## begin DATA TO PROCESS

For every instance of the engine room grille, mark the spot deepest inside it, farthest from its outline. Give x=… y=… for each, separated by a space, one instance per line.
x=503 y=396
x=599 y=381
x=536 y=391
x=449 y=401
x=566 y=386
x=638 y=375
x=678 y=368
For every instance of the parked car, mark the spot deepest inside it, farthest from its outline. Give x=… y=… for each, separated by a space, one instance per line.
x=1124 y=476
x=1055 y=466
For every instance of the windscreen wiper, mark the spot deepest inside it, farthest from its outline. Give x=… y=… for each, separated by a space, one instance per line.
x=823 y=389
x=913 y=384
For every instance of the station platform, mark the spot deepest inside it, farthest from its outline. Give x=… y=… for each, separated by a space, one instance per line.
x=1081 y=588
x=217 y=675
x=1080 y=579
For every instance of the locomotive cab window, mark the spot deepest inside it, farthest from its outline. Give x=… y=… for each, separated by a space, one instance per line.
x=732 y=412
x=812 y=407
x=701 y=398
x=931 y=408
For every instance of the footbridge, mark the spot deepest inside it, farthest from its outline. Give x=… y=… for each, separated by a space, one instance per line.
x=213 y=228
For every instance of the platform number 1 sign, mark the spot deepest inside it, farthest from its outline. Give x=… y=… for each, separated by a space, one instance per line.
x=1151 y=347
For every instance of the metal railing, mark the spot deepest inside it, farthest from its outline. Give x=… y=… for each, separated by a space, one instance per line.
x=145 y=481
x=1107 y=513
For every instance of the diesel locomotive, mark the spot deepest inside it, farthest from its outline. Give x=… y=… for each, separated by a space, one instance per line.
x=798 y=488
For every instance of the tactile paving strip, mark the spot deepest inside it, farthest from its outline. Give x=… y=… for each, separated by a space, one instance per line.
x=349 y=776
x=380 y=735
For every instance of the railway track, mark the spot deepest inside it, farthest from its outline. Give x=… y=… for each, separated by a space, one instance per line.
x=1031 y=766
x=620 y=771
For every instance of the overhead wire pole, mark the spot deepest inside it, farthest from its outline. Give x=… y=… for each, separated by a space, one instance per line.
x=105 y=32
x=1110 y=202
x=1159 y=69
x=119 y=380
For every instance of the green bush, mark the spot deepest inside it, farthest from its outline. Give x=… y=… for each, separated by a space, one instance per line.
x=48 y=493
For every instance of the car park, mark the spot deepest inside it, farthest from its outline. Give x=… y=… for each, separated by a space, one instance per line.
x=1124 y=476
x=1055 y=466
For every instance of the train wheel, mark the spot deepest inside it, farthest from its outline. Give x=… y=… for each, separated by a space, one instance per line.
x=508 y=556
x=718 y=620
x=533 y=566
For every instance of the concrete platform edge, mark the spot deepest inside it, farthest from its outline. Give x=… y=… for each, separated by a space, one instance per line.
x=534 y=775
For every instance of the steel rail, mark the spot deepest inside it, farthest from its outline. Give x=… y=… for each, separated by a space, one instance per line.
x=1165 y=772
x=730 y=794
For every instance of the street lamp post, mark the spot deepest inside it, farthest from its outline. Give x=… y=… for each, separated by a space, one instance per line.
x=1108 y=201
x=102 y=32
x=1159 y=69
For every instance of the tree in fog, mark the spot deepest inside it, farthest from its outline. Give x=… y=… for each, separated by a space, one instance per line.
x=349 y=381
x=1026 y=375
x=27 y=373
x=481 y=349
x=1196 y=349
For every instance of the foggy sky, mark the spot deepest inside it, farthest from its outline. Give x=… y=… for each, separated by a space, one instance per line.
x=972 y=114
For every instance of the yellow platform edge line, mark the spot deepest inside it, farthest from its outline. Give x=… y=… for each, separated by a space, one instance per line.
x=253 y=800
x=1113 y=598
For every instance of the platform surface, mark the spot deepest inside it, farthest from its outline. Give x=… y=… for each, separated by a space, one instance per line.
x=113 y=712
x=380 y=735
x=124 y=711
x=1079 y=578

## end DATA TO PROCESS

» WRITTEN INSTRUCTION:
Return each line of the records above exactly as it reads.

» WRITTEN SOLUTION:
For every instance of the engine room grille, mark the spot deepest inside it, farthest from its outline. Give x=… y=… for each, separated by a space, one instance per line.
x=503 y=396
x=599 y=381
x=536 y=391
x=449 y=401
x=566 y=386
x=638 y=375
x=678 y=368
For every instance of the parked car, mark the spot deepest inside it, farthest from its outline. Give x=… y=… for each, separated by a space, one instance per line.
x=1124 y=476
x=1055 y=466
For every instance of the windscreen wiper, mark the spot deepest inside it, farthest from its outline. Give x=… y=… for each, separated by a space, one instance per line.
x=823 y=389
x=913 y=384
For every instance of the station platform, mark the spot deepest inside it, farthest from its outline. Give x=… y=… for each, separated by a space, one instance per line.
x=1081 y=588
x=217 y=675
x=1080 y=579
For every instance of the locomotive cab window, mark the spot deepest inside it, farthest from its outline. Give x=… y=… for each, separated by a space, one instance per line.
x=732 y=412
x=812 y=407
x=701 y=398
x=931 y=408
For every instance of the footbridge, mark the spot deepest inside it, farthest from its outline. Give x=… y=… for each, separated by a space, one instance per line.
x=213 y=228
For every instance of the platform number 1 sign, mark the spot deepest inside it, farthest from its outline. Give x=… y=… for each, separated by a space, one instance per line.
x=1151 y=347
For every instance of the metal railing, mark the spot deepest inside it, farthest from its outline. Give x=… y=… for each, separated by a space, one instance per line.
x=145 y=481
x=1107 y=513
For every instance of the diesel locomotive, mark the spot deepest inside it, farthest from its outline. Give x=… y=… for each, separated by a space, one instance per line.
x=798 y=488
For every instance of the tactile paving strip, mark the spot deepest inside it, farthest from its outline. Give x=… y=… for each, separated by a space, one instance per line.
x=349 y=776
x=380 y=735
For every instance of the railway track, mark the spot deepest inside it, farthest from its outline. Give x=… y=… for each, separated by a space, one instance per line.
x=1031 y=766
x=620 y=771
For every instance of the overhead wire pole, mark the spot deepest inside it, farthest from its outline. Give x=… y=… for each, separated by a space, one instance per line.
x=105 y=32
x=1110 y=202
x=1159 y=69
x=119 y=380
For every instance of the green bush, mark the spot deepest inside it, farthest from its outline. Give x=… y=… for each, separated by a space, one instance per line.
x=48 y=493
For every instance of the car park, mark the spot deepest inside it, farthest from its outline. Give x=… y=… for each, separated by a space, one instance per line.
x=1124 y=476
x=1055 y=466
For every instance of the train wheel, mark the spot deepest inside it, farthest from its outline. Give x=… y=… for each, separated by a space, one instance per line.
x=508 y=556
x=718 y=620
x=533 y=566
For every instance of the concrete platform edge, mark the spot deepest inside it, farthest from its outline. Give x=… y=… for each, separated by a space, one instance per line.
x=534 y=775
For every instance of the steel rail, mark the spot deepest inside it, farthest from its outline. Give x=… y=… for each, separated by a space, one instance per line.
x=1165 y=772
x=730 y=794
For every instance of the street lamp post, mark the spot deepest inside it, farthest from its outline. Give x=… y=… for each, separated by a space, one instance per line.
x=1108 y=201
x=102 y=32
x=1159 y=69
For every instance of the tree in fog, mark the spot deepest inside it, farthest from its outline. Give x=… y=… for each, separated by a space, one instance per line.
x=349 y=381
x=1026 y=375
x=27 y=373
x=481 y=349
x=1196 y=349
For every instance of the foggy sky, mark the spot deepest inside it, farthest from its outline. Give x=… y=… for each, separated by a space, one instance per line.
x=972 y=114
For every instance of the yellow platform edge line, mark the spot deepest inside it, farthest from its outline. Give x=… y=… for each, separated by a space, one instance per line.
x=253 y=800
x=1113 y=598
For every instance of the platform surface, mark the spot deepest inside it, farthest from its outline. Give x=… y=… for each, separated by a space, one instance per line.
x=113 y=712
x=380 y=735
x=124 y=711
x=1079 y=578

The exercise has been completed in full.